WHAT IS EXPECTED: Every record must be copied exactly, except that pictures are dropped.

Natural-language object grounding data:
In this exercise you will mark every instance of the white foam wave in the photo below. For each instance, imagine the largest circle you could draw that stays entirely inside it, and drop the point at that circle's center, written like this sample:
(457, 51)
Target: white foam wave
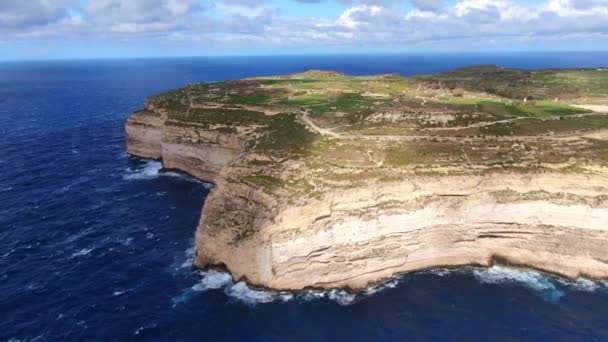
(584, 285)
(82, 252)
(150, 170)
(188, 178)
(213, 280)
(533, 280)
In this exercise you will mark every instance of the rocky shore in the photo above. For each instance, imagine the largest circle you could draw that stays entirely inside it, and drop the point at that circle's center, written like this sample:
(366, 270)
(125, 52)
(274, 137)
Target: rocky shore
(354, 206)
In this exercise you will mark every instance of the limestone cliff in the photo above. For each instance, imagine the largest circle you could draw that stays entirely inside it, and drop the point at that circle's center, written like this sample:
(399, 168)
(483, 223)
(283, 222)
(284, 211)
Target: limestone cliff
(325, 180)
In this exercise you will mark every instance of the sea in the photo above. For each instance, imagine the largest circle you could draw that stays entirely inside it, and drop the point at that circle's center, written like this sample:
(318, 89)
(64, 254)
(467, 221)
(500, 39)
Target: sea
(96, 245)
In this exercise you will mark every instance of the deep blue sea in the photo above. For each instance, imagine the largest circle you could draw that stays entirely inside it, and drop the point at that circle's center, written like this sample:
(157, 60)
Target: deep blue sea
(95, 245)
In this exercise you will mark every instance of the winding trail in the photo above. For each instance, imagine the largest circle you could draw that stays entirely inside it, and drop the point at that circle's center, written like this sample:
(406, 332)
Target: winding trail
(305, 118)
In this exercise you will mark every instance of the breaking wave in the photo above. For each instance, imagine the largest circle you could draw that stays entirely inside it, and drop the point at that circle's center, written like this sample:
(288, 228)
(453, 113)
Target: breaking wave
(549, 288)
(533, 280)
(150, 170)
(153, 169)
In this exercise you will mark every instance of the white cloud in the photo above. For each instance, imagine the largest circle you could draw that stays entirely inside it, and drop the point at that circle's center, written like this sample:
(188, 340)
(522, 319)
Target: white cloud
(257, 23)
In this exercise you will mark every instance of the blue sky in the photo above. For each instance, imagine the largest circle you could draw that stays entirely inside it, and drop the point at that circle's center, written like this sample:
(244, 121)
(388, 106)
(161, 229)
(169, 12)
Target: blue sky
(42, 29)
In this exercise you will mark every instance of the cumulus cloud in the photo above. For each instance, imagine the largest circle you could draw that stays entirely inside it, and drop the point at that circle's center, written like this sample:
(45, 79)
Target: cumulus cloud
(25, 14)
(260, 23)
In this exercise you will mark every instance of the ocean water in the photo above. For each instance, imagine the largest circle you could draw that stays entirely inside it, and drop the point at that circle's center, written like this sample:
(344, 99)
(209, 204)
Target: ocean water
(95, 245)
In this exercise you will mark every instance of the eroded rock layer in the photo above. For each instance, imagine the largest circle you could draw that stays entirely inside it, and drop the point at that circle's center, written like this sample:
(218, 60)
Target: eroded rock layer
(305, 198)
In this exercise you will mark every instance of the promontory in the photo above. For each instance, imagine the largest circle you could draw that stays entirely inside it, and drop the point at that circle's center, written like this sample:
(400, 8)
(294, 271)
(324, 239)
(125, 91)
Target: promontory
(325, 180)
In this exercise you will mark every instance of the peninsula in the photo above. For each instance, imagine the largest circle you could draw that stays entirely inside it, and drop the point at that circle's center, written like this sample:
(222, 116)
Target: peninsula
(324, 180)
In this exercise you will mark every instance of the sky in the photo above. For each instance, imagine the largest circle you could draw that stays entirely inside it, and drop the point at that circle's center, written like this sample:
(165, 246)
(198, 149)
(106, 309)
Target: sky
(59, 29)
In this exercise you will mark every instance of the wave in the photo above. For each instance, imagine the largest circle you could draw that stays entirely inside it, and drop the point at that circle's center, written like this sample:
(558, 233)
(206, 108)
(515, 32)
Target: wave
(82, 252)
(150, 170)
(541, 283)
(548, 287)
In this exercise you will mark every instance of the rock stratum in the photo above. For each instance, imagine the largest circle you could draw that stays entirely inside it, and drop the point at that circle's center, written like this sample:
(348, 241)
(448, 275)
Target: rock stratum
(324, 180)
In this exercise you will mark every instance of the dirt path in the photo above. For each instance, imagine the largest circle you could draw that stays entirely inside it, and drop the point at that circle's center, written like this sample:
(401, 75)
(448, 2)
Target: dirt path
(393, 137)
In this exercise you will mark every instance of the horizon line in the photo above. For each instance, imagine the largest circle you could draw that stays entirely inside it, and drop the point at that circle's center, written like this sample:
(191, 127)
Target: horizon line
(320, 54)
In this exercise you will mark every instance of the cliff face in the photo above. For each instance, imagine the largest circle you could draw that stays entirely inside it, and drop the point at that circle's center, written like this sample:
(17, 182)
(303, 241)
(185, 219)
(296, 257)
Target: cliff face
(300, 202)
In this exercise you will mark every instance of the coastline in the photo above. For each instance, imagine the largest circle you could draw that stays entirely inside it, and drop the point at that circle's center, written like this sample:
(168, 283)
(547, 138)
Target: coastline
(352, 213)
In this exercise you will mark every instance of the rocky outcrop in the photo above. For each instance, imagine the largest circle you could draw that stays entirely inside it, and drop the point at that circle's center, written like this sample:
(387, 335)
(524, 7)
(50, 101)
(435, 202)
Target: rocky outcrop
(362, 236)
(300, 205)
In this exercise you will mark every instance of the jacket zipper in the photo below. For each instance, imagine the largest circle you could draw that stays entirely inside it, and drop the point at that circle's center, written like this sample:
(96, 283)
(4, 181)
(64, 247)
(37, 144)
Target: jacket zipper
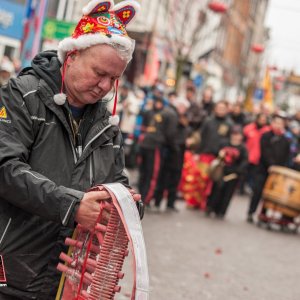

ANSWER FOR THIS EXERCISE:
In this exercise you will mark every instance of the white foam wave in the photo below. For each instance, imagine the largest circle you could draw that stays entirely inside it, and drop the point at that circle's center, written like this sample:
(457, 51)
Target: white foam wave
(584, 285)
(82, 252)
(150, 170)
(188, 178)
(213, 280)
(533, 280)
In this exercise you will mark every instance of the rocky shore in the photo above. For each instance, imagine the largest circle you could draw that stays entirely inside it, and drop the point at that circle's center, written like this sample:
(366, 270)
(125, 52)
(274, 137)
Target: rocky shore
(354, 206)
In this exercise you will mark every instance of the limestone cliff in the photo above. For each instance, imagine the largest circle you could draw that stays entirely inside it, and drop the point at that circle's center, written like this sample:
(399, 168)
(483, 223)
(283, 222)
(284, 211)
Target: limestone cliff
(325, 180)
In this exercise you will mark every instance of the sea in the photo above. For each instance, imagine the largest circle you could draw that stays entirely inside it, and drop the point at that circle's center, written like this sample:
(318, 89)
(64, 254)
(467, 221)
(500, 39)
Target: sea
(96, 245)
In this exercise you will mark every instance of the deep blue sea in the photo above. For each instance, imagine the largest circle you could draw that stays entirely inside it, and drop the point at that circle's center, written like this sample:
(157, 60)
Target: deep blue sea
(95, 245)
In this exercise you will mark every instance of the winding trail in the photo above. For each instance, imagine the largest circle you could draw that stays entirely inside it, and drop the point at that circle's center, written like this sample:
(406, 332)
Target: winding trail
(305, 118)
In this exercise you will mark every instance of the breaking wave in the photo above. For each instance, imagine the largest circle you could draw that stays entirely inside it, and drop the point at that circle's center, written like this sample:
(288, 228)
(453, 113)
Target: breaking wave
(549, 288)
(533, 280)
(150, 170)
(153, 169)
In this exercise you will mark every instance of the white cloud in the photo above. For each instance, imagine the largest circle you could draw that stays entirely inside it, and drop the point at that circle's center, written like this sample:
(188, 340)
(522, 319)
Target: white cloud
(257, 23)
In this exercise you will mark every instance of the blue sky in the photo above. For each instance, imagine the largest circle you could draw that stays entirely inside it, and drop the point at that circle's center, written like this sample:
(244, 121)
(388, 106)
(161, 229)
(169, 12)
Target: blue sky
(42, 29)
In this exercise you will mark every instance of the cumulus cloud in the photo above. For each instance, imagine the largest circle you could draw that stays entirely inside it, and drop the point at that circle's center, written like this sample:
(45, 79)
Target: cumulus cloud
(25, 14)
(260, 23)
In this exercise you will mark every instance of the ocean water in the photo above. For each instance, imagine the largest circle you could draw that stays entirely inside it, and drop the point at that circle's center, written like this sample:
(344, 99)
(209, 204)
Target: ocean water
(95, 245)
In this exercise you will mark every instance of the eroded rock layer in the photo above. For each instance, imagine the largest circle you could draw that stays entirely inside it, and drop the point at that circle's center, written like this sample:
(218, 60)
Target: eroded rock layer
(305, 198)
In this exercise you will mark every instance of the promontory in the photo above. For each instance, imagine the largest circle you could draw that stays entirely inside it, and drop the point at that circle's center, written like this sample:
(400, 8)
(294, 271)
(324, 239)
(125, 91)
Target: promontory
(325, 180)
In this exercise you will mark every instance of the peninsula in the photo above. For each instance, imagine the largest circle you could draw that stays entirely inside it, and drop the point at that circle's center, written like this sample:
(222, 116)
Target: peninsula
(324, 180)
In this exercise you will mark every instance of the sky in the photo above. For each instance, imagine the largest circle you could draw that stays entirely inside it, and drop the point at that circle's center, written like this sample:
(165, 246)
(198, 149)
(106, 309)
Target: sky
(59, 29)
In this exercise you will mark every instance of the wave in the photo above. For each instance, imagine the largest circle you could draw that stays entirely inside it, and drop the point at that circle's center, written like this sample:
(558, 233)
(206, 108)
(515, 32)
Target: wave
(82, 252)
(150, 170)
(541, 283)
(548, 287)
In this exercise you will mark every instance of the rock stratum in the photo above. For each instance, imagine the largest circle you could draw that stays entirely inside it, and drop the point at that circle's center, written like this sample:
(348, 241)
(448, 275)
Target: rock stratum
(324, 180)
In this exercise you will mark every instance of the dirt path in the photo above. For each instance, imagine the largest circle you could draw that stays entirely inside it, and drop the point at that circle's center, written like this sample:
(401, 75)
(448, 2)
Target: dirt path
(393, 137)
In this exercise you will mark every instance of the horizon line in the photo above. For each instance, imagine the largest circle you could draw that stays entirely inside it, and drop the point at that circle's center, written like this sample:
(191, 127)
Target: horizon line
(320, 54)
In this exercise you will mark every instance of the cliff face in the photo above. For each instance, imagine the largest circle you could draw that stays entirely inside it, and drop the point at that circle's center, written like this sample:
(17, 182)
(303, 241)
(185, 219)
(296, 257)
Target: cliff face
(300, 202)
In this exercise you will mark every instance of the coastline in the photo above. For each instance, imagine the largest circle you could draw that stays entirely inside it, and drop the point at that circle's center, written like this sample:
(168, 283)
(547, 138)
Target: coastline
(352, 213)
In this exercise you will mark every instance of the rocky outcrop in the photo above. For each instance, imagine the largest circle you could draw that stays entirely inside it, and drop the point at that circle's center, written like this sample:
(387, 335)
(524, 7)
(50, 101)
(435, 202)
Target: rocky outcrop
(362, 236)
(300, 205)
In this exercise you will mark every instance of the jacket zipper in the photo below. For each instance, imagine the largest circle you could draw that stays entirely inside it, and drop the point at that circle's center, written like this sample:
(96, 283)
(4, 181)
(64, 247)
(37, 144)
Target: jacket zipper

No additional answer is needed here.